Firefox Planning & Tracking: A New Approach
April 28th, 2011Firefox, Focus, Goals, Mozilla, Open Source, Work 4 CommentsIf you take a look around Mozilla these days, you’ll notice that there are a lot more of us trying to do a lot more things a lot faster.
To manage all of this, we need to be a bit more disciplined about what we do and how we do it. Prioritizing what we want to do (and when) is a big part of what this post is all about — we can’t do everything all at once, so we need to be more deliberate about what we focus on at any given time.
We also have to be more conscientious about what and how we communicate with each other — there simply isn’t enough time for any one of us to dig through our various channels to find out everything we need to know. We need a consistent and centralized place where everyone can go to get the information they need.
How are we doing this?
We’ve developed a system to help us manage this stuff, and it looks something like this:

simplified, but you get the idea
Roadmaps are where we set forth our vision for each product and what we believe our priorities need to be in order to achieve that vision. Roadmaps often include other stuff as well, but for the most part the Roadmaps define where we want to go (vision) and how we’re going to get there (priorities).
Product Managers don’t weave these out of whole cloth, but drive the process of creating the Roadmaps through extensive discussion with people throughout the community. These are also not things to be dusted off once a year when we sit down to write a new roadmap — we will evolve them as we go.
Feature Lists are the things we believe need to be changed or added in our various products over the next year or so. These lists are derived from the Roadmaps and then divided by engineering group. The purpose of Feature Lists is to make it easier for engineers to know what they should work on next.
Like Roadmaps, Feature Lists will be revised constantly as we add, remove, and reprioritize things based on changing circumstances and information, and as we ship features out. Ultimately, each Feature List will be rank ordered by priority — #1, #2, #3, etc. with no ties — but we’re not quite there yet.
Feature Pages are really the heart of this system, as this is where each Feature is defined, specified, staffed, and tracked during development. The goal is that eventually (by Firefox 7) all significant development projects will be defined and tracked via Feature Pages.

__________

Given task 1
Answer these questions about the Firefox planning post:
(a) Who drives the process of creating the Roadmaps?
(b) By which Firefox version should all significant development projects be defined and tracked via Feature Pages?
(c) How will each Feature List ultimately be ordered?
The text above and the records that follow come from unrelated sources.

[Lines of data]
__________

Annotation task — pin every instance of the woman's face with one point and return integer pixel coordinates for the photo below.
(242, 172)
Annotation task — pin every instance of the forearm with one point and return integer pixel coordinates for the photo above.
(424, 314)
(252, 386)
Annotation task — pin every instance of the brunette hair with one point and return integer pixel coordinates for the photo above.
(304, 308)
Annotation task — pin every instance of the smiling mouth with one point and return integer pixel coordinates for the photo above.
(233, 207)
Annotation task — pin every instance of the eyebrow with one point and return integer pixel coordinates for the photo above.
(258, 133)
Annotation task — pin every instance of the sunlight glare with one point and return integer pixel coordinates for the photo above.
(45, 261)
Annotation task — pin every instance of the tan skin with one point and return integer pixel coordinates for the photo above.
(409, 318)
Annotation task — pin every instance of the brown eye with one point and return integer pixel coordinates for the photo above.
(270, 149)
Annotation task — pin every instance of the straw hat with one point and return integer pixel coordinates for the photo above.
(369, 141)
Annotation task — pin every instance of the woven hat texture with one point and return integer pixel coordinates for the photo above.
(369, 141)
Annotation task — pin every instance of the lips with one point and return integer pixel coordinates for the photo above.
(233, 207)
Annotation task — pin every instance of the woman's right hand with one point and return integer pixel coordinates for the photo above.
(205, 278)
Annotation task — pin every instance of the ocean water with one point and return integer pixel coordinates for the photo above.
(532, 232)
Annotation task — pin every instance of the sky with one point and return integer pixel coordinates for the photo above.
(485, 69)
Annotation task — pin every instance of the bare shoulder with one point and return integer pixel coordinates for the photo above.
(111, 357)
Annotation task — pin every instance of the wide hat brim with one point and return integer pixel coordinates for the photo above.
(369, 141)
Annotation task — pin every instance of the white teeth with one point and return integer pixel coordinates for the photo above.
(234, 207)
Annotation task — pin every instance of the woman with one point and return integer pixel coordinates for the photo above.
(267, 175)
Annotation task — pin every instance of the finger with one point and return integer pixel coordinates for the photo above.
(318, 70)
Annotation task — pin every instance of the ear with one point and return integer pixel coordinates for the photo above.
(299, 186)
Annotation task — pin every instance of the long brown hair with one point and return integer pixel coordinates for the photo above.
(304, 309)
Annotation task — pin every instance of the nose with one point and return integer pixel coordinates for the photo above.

__________

Given task 2
Update the records, starting with the line containing "Annotation task — pin every instance of the bare" and going on through the end of the records, replacing "integer pixel coordinates" with "whole-number pixel coordinates". Leave everything else unchanged, and give only those lines.

Answer 1
(a) Product Managers
(b) Firefox 7
(c) Rank ordered by priority (#1, #2, #3, etc.) with no ties

Answer 2
Annotation task — pin every instance of the bare shoulder with one point and return whole-number pixel coordinates for the photo above.
(111, 357)
Annotation task — pin every instance of the wide hat brim with one point and return whole-number pixel coordinates for the photo above.
(369, 141)
Annotation task — pin every instance of the white teeth with one point and return whole-number pixel coordinates for the photo above.
(234, 207)
Annotation task — pin every instance of the woman with one point and return whole-number pixel coordinates for the photo above.
(267, 175)
Annotation task — pin every instance of the finger with one point and return whole-number pixel coordinates for the photo above.
(318, 70)
Annotation task — pin every instance of the ear with one point and return whole-number pixel coordinates for the photo above.
(299, 186)
Annotation task — pin every instance of the long brown hair with one point and return whole-number pixel coordinates for the photo above.
(304, 309)
Annotation task — pin every instance of the nose with one point and return whole-number pixel coordinates for the photo above.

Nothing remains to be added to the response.